§ **Named-object pointing records**
[start]

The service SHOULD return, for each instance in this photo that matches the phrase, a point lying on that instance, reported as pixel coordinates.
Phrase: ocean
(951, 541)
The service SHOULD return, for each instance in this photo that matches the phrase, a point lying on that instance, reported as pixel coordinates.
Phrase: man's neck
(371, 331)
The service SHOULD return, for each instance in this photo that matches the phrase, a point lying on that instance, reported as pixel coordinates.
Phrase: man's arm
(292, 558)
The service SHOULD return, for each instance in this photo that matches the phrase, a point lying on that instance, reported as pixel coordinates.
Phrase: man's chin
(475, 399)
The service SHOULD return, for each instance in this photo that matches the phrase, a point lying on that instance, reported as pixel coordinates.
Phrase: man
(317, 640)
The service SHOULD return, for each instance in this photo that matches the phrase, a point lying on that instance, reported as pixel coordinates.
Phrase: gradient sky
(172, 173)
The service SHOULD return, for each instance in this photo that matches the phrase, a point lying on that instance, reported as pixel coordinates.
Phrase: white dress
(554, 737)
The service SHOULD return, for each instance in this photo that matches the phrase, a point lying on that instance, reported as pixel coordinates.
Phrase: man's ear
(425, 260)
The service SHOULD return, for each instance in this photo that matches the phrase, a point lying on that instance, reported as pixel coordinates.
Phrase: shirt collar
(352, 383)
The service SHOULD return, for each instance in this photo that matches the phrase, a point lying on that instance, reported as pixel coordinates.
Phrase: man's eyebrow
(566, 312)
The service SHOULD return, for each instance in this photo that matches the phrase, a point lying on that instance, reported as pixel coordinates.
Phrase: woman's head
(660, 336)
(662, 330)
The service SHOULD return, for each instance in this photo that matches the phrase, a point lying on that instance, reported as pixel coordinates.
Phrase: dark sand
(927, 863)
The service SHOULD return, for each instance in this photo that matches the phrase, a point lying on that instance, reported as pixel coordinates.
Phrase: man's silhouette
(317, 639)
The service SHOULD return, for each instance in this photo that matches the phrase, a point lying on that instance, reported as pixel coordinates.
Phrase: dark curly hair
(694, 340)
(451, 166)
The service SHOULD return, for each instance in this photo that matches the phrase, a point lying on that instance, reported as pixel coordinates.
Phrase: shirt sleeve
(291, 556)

[end]

§ **Required task**
The entries above must be returned exactly.

§ **Response**
The service SHOULD return, for each instance in this photo that matches the phrase, a point lying on that instance, reported as pixel coordinates.
Phrase: ocean
(951, 541)
The service SHOULD return, for each instance in this photo that matches the phrase, a point lying on that instance, reported as pixel coordinates.
Phrase: man's neck
(371, 331)
The service SHOULD return, for each instance in this photo that matches the phrase, a point lying on that instance, reported as pixel coordinates.
Phrase: man's arm
(292, 558)
The service SHOULD return, for each instance in this photo that matches the phrase, a point lying on that instance, reported as pixel coordinates.
Phrase: man's chin
(475, 399)
The service SHOULD return, for each instance in this photo that matches the phrase, a point lying on that instance, reported as pixel coordinates.
Phrase: man
(317, 640)
The service SHOULD return, for each instance in this photo that matches the phrase, a point lying on that instance, reported as pixel coordinates.
Phrase: gradient sky
(172, 173)
The service SHOULD return, for each instance in this photo that matches the phrase, a point lying on that instance, reported as pixel coordinates.
Phrase: white dress
(554, 737)
The service SHOULD return, for each instance in this photo that matches the phrase, a point lying on that instance, reported as pixel coordinates.
Phrase: man's ear
(425, 260)
The service SHOULD return, for each instance in this photo that matches the phrase, a point lying on that instance, reported as pixel coordinates.
Phrase: shirt collar
(352, 383)
The service SHOULD return, for each instance in this photo that matches the phrase, a point lying on that instance, reported as pixel coordinates.
Phrase: man's eyebrow
(566, 312)
The service SHOULD return, for each instance in this photo that matches the phrase, a point lying on that instance, reported as pixel coordinates.
Phrase: woman's head
(660, 336)
(662, 330)
The service SHOULD return, for each instance in this photo that matches the phrase, a point lying on that instance, reported as pixel coordinates.
Phrase: dark sand
(927, 863)
The service SHOULD return, for each instance in this photo that matches the phrase, a point lying on that instance, reported as pixel coordinates.
Phrase: man's silhouette
(317, 639)
The service SHOULD return, for each instance in this photo that matches the phrase, a point lying on that instance, reported as pixel coordinates.
Phrase: dark curly hair
(694, 340)
(451, 166)
The service SHOULD return, for each instance in this photo that matches the phrase, a point lying on that instance, reported as pixel coordinates.
Phrase: shirt sleeve
(291, 556)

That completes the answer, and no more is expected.